A word-for-word restatement of every entry is what is needed here.

Stored items from a collection:
-- Opening Marker --
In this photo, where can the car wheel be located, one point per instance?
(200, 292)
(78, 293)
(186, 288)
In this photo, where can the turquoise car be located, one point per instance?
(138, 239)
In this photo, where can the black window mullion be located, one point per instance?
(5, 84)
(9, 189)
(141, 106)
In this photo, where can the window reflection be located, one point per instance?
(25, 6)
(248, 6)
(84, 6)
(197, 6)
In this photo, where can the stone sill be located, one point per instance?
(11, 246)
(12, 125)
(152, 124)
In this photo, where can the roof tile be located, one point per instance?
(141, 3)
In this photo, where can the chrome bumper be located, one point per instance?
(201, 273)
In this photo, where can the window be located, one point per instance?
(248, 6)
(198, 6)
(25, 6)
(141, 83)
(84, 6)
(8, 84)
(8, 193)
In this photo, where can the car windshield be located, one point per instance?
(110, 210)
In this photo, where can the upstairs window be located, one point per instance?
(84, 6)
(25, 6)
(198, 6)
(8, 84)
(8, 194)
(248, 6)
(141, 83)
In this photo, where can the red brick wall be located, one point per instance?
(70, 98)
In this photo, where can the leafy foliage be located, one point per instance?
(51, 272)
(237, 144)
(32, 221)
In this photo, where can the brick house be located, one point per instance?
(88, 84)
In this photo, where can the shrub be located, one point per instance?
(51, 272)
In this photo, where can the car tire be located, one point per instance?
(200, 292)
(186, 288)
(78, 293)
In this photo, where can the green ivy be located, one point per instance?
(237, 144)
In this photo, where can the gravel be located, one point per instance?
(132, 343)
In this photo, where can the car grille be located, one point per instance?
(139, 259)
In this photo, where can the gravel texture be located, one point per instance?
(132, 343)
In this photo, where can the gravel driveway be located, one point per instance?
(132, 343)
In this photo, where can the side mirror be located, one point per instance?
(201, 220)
-- Closing Marker --
_RESPONSE TO THE TASK_:
In this photo, where can the car wheel be located, one point per instance?
(200, 292)
(78, 293)
(186, 288)
In this photo, where can the turquoise car be located, one point per instance?
(138, 239)
In this photo, where can the black window mullion be located, one point per instance?
(5, 84)
(9, 189)
(141, 106)
In this photo, where can the window reflection be located, one point per instance?
(25, 6)
(248, 6)
(84, 6)
(197, 6)
In this photo, where can the stone sill be located, one point per instance?
(11, 246)
(12, 125)
(152, 124)
In this photo, where can the roof tile be located, one point per instance?
(141, 3)
In this photo, where can the chrome bumper be located, one point per instance?
(201, 273)
In this photo, where can the window be located, one point per instance?
(248, 6)
(198, 6)
(25, 6)
(141, 83)
(84, 6)
(8, 84)
(8, 193)
In this photo, where can the car windshield be located, one point per instance?
(110, 210)
In this photo, where can the upstairs window be located, one point per instance?
(84, 6)
(25, 6)
(198, 6)
(8, 84)
(8, 194)
(248, 6)
(141, 83)
In this photo, where can the red brick wall be located, one point per instance?
(70, 98)
In this photo, where can the leafy foliage be located, one point per instance?
(51, 272)
(237, 144)
(32, 221)
In this photo, where can the brick house be located, one point per instance?
(88, 84)
In this photo, where can the shrub be located, one point per instance?
(51, 272)
In this photo, where can the car tire be located, one point per instance?
(200, 292)
(186, 288)
(78, 293)
In this photo, where can the green ivy be located, one point per instance?
(237, 144)
In this photo, where can the gravel be located, one point per instance?
(132, 343)
In this photo, where can the car grille be located, one point per instance?
(139, 259)
In this photo, where can the gravel texture be located, one point per instance?
(132, 343)
In this photo, where can the gravel driveway be located, one point per instance?
(132, 343)
In this photo, where can the side mirror be located, one point per instance?
(201, 220)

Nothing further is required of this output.